- _EXERCISE DETAILS_:
Present every line of the data below as a Markdown table with the columns Number and Record line. Number the rows in order and omit blank lines.

Collected data
******
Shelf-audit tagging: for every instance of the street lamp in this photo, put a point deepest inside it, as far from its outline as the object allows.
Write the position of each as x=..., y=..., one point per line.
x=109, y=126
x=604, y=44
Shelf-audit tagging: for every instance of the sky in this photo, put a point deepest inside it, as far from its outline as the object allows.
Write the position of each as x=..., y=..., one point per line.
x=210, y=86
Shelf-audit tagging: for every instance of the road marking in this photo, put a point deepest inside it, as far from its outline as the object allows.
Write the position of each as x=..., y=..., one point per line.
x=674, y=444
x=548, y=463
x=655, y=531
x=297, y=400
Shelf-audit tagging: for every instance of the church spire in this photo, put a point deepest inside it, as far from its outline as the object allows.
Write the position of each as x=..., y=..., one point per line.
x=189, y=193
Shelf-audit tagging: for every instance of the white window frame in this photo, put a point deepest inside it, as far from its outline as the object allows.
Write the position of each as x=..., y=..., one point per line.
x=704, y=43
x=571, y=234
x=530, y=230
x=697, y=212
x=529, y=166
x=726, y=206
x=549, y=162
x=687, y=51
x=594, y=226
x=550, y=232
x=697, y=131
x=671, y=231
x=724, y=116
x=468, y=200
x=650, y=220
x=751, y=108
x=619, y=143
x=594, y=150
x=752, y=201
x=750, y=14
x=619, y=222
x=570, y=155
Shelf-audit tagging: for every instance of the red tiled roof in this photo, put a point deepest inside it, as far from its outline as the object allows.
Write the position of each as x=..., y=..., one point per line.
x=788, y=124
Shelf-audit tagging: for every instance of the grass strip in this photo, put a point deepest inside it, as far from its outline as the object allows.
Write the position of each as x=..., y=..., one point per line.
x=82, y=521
******
- _RESPONSE FOR THIS EXERCISE_:
| Number | Record line |
|---|---|
| 1 | Shelf-audit tagging: for every instance of the street lamp in this photo, put a point deepest inside it, as far from its outline as the object allows. |
| 2 | Write the position of each as x=..., y=..., one point per line. |
| 3 | x=109, y=126 |
| 4 | x=604, y=44 |
| 5 | Shelf-audit tagging: for every instance of the sky in this photo, put a point deepest inside it, as far from its outline as the object allows. |
| 6 | Write the position of each as x=..., y=..., one point per line. |
| 7 | x=210, y=86 |
| 8 | Shelf-audit tagging: for every instance of the road marking in this photo, put a point deepest inside it, as far from its outline as the object allows. |
| 9 | Write the position of each as x=..., y=..., one point per line. |
| 10 | x=674, y=444 |
| 11 | x=548, y=463 |
| 12 | x=655, y=531 |
| 13 | x=297, y=400 |
| 14 | Shelf-audit tagging: for every instance of the church spire in this photo, put a point deepest inside it, as far from its outline as the object allows. |
| 15 | Write the position of each as x=..., y=..., one point per line. |
| 16 | x=189, y=193 |
| 17 | Shelf-audit tagging: for every instance of the white window frame in this photo, put a point deepest inside it, as far from its outline as the object allows. |
| 18 | Write the position of each as x=..., y=..., one point per line. |
| 19 | x=704, y=43 |
| 20 | x=571, y=234 |
| 21 | x=530, y=230 |
| 22 | x=697, y=212 |
| 23 | x=529, y=166 |
| 24 | x=726, y=206 |
| 25 | x=549, y=162 |
| 26 | x=687, y=51 |
| 27 | x=594, y=226 |
| 28 | x=550, y=232 |
| 29 | x=697, y=131 |
| 30 | x=671, y=231 |
| 31 | x=724, y=116 |
| 32 | x=468, y=200 |
| 33 | x=650, y=220 |
| 34 | x=751, y=108 |
| 35 | x=619, y=143 |
| 36 | x=594, y=150 |
| 37 | x=752, y=201 |
| 38 | x=750, y=14 |
| 39 | x=619, y=222 |
| 40 | x=570, y=155 |
| 41 | Shelf-audit tagging: for every instance of the red tiled roof in this photo, put a point deepest inside it, as far from its outline as the object allows. |
| 42 | Write the position of each as x=..., y=..., one point per line. |
| 43 | x=788, y=124 |
| 44 | Shelf-audit tagging: for every instance of the grass strip in this photo, put a point deepest inside it, as far from its outline as the object allows. |
| 45 | Write the position of each as x=..., y=..., one point per line. |
| 46 | x=82, y=521 |